**Excerpted text**

Campus spokesperson said post taken down, called it ‘mistake’
An Instagram story posted on the official Middlebury College account last week, appearing to laud the infamous 2017 riot at the school against political scientist Charles Murray that left a professor injured, was removed.
“It was a mistake. The photo was used inadvertently and the post has been taken down,” Middlebury College spokesperson Sarah Ray told The College Fix via email.
A screenshot of the Instagram story taken by The Fix shows a student holding a sign that states “this is an appropriate response” with an image of political science Professor Allison Stanger and Murray on a screen in the background.
The text on the bottom of the post reads in part: “At Middlebury, we don’t just talk about social justice; we also act on it.”
Professor Stanger had gone to the ER with a neck injury after escorting Murray from campus surrounded by a mob of protesters in 2017. The incident made national headlines and some students were sanctioned for their involvement.
An article published Sunday in the Middlebury Campus student newspaper reports the Instagram story was part of the college’s “Midd Daily” campaign, “which aims to give prospective students a taste of campus life.”
The Campus reports that the picture in question was taken by a staff photographer in front of the livestream of Murray’s 2017 visit (the American Enterprise Institute scholar had been ushered to a private room to finish delivering his talk via livestream after rowdy protesters essentially shut down the event in the main lecture hall).
The sign was held by a student who was subsequently sanctioned, the Campus reports.
Among some students the social media post drew controversy — not because it appeared to celebrate and condone physical violence against free speech — but because it used for a college advertising campaign an image from an event in which students were disciplined, the Campus reports.
The headline read: “College Instagram campaign features sanctioned student protester, reviving Murray tensions.” The college’s social media director appears to suggest the anger is “fully justified.”
“When we realized our mistake, of course we were concerned about any hurt it would bring to our community,” the official told the Campus. “In this case, both the admissions and communications teams recognized that we had made this oversight, and deleted the post.”
While it may be an oversight from a PR perspective, the post seems to back up campus leaders’ stance to support and advance a student body that seeks to shut down free speech, by threat or force if need be.

**Records provided**
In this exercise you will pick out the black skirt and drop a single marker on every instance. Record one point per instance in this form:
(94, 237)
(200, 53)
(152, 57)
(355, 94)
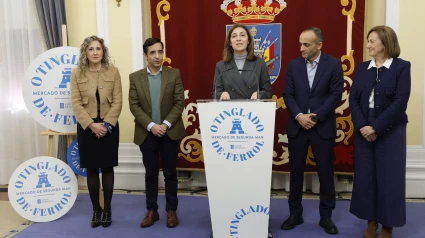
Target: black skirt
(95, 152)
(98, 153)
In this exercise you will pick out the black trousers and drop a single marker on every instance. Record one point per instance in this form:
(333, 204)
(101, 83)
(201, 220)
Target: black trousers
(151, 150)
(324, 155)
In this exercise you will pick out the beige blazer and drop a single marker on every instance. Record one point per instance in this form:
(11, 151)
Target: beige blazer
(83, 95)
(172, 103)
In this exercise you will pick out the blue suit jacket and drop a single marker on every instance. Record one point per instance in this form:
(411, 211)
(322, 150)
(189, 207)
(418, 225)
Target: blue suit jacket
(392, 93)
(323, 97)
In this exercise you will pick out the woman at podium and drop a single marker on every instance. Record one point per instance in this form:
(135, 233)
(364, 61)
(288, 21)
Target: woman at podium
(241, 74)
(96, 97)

==

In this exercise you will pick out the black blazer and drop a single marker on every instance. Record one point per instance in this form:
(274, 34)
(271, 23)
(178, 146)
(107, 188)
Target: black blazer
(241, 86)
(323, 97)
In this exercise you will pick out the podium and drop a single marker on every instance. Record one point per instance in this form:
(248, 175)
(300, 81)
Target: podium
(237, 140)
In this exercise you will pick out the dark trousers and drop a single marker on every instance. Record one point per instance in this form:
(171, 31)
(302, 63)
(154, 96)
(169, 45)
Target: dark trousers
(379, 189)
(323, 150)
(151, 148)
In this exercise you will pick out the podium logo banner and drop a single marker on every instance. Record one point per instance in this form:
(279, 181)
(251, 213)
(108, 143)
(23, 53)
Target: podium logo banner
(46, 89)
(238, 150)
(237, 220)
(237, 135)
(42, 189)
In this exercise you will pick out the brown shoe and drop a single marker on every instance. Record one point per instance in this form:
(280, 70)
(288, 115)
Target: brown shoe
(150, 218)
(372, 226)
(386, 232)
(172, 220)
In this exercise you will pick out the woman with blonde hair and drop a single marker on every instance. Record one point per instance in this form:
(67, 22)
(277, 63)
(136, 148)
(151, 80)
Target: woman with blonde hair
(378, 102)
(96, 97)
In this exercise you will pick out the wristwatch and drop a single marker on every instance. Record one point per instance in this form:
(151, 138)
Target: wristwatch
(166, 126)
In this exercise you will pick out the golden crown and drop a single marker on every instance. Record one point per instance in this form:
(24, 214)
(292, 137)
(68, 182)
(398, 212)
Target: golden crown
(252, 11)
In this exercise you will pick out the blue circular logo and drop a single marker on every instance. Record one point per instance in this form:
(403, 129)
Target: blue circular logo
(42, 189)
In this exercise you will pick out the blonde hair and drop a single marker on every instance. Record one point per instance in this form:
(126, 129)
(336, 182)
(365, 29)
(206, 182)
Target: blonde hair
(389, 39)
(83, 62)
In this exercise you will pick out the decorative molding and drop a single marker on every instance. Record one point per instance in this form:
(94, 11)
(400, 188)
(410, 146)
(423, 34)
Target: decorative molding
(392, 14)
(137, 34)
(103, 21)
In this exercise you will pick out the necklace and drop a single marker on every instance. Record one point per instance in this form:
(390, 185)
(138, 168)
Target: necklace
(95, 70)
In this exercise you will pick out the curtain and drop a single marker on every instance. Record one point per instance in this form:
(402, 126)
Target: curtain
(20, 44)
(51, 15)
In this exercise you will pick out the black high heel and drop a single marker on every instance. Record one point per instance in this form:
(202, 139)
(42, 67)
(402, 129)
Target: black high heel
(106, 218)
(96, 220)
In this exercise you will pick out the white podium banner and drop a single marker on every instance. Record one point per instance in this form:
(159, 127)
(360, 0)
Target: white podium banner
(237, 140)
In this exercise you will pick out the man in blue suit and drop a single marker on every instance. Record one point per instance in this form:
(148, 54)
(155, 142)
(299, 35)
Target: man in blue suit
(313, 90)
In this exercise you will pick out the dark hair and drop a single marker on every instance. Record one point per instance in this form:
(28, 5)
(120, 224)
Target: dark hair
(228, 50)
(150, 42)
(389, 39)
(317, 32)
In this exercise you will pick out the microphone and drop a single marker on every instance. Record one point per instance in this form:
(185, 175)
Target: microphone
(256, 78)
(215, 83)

**Exercise**
In the article about the Middlebury College Instagram post, rewrite the passage starting with "Professor Stanger had" and going on through "sanctioned, the Campus reports.", putting "college photographer" wherever "staff photographer" appears.

**Response**
Professor Stanger had gone to the ER with a neck injury after escorting Murray from campus surrounded by a mob of protesters in 2017. The incident made national headlines and some students were sanctioned for their involvement.
An article published Sunday in the Middlebury Campus student newspaper reports the Instagram story was part of the college’s “Midd Daily” campaign, “which aims to give prospective students a taste of campus life.”
The Campus reports that the picture in question was taken by a college photographer in front of the livestream of Murray’s 2017 visit (the American Enterprise Institute scholar had been ushered to a private room to finish delivering his talk via livestream after rowdy protesters essentially shut down the event in the main lecture hall).
The sign was held by a student who was subsequently sanctioned, the Campus reports.